Task description:
Please write out, exactly as they appear, the line containing "Where is the green" and every line after it to the end of the records, and nothing more.

Given records:
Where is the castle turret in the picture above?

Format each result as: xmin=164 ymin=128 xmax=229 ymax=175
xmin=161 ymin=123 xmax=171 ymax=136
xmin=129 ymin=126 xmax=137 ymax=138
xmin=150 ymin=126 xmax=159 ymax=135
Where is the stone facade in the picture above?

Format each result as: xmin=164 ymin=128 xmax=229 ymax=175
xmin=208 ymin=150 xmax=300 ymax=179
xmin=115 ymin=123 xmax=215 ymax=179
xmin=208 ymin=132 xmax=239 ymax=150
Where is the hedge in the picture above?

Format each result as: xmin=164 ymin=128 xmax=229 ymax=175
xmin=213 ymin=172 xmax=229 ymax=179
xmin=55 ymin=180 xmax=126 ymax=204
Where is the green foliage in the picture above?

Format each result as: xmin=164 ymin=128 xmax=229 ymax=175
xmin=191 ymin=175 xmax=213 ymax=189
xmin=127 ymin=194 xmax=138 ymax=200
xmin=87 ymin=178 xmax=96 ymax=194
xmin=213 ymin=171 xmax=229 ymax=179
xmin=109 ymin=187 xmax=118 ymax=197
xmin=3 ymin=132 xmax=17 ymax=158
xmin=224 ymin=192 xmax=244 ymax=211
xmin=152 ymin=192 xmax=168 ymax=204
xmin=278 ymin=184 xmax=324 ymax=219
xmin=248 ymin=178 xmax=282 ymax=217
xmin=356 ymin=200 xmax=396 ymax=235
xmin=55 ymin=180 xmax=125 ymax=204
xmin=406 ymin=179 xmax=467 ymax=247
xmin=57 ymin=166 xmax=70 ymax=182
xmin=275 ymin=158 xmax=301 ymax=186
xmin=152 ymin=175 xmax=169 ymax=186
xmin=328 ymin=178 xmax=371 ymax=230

Task response:
Where is the green foliage in the picture above?

Format each result as: xmin=164 ymin=128 xmax=229 ymax=175
xmin=191 ymin=175 xmax=213 ymax=189
xmin=127 ymin=194 xmax=138 ymax=200
xmin=87 ymin=178 xmax=96 ymax=194
xmin=213 ymin=171 xmax=229 ymax=179
xmin=109 ymin=187 xmax=118 ymax=197
xmin=3 ymin=132 xmax=17 ymax=158
xmin=224 ymin=192 xmax=244 ymax=211
xmin=152 ymin=192 xmax=168 ymax=204
xmin=278 ymin=184 xmax=324 ymax=219
xmin=248 ymin=178 xmax=282 ymax=217
xmin=356 ymin=200 xmax=396 ymax=235
xmin=55 ymin=180 xmax=125 ymax=204
xmin=406 ymin=179 xmax=467 ymax=247
xmin=57 ymin=166 xmax=70 ymax=182
xmin=275 ymin=158 xmax=301 ymax=186
xmin=152 ymin=175 xmax=169 ymax=186
xmin=328 ymin=178 xmax=371 ymax=230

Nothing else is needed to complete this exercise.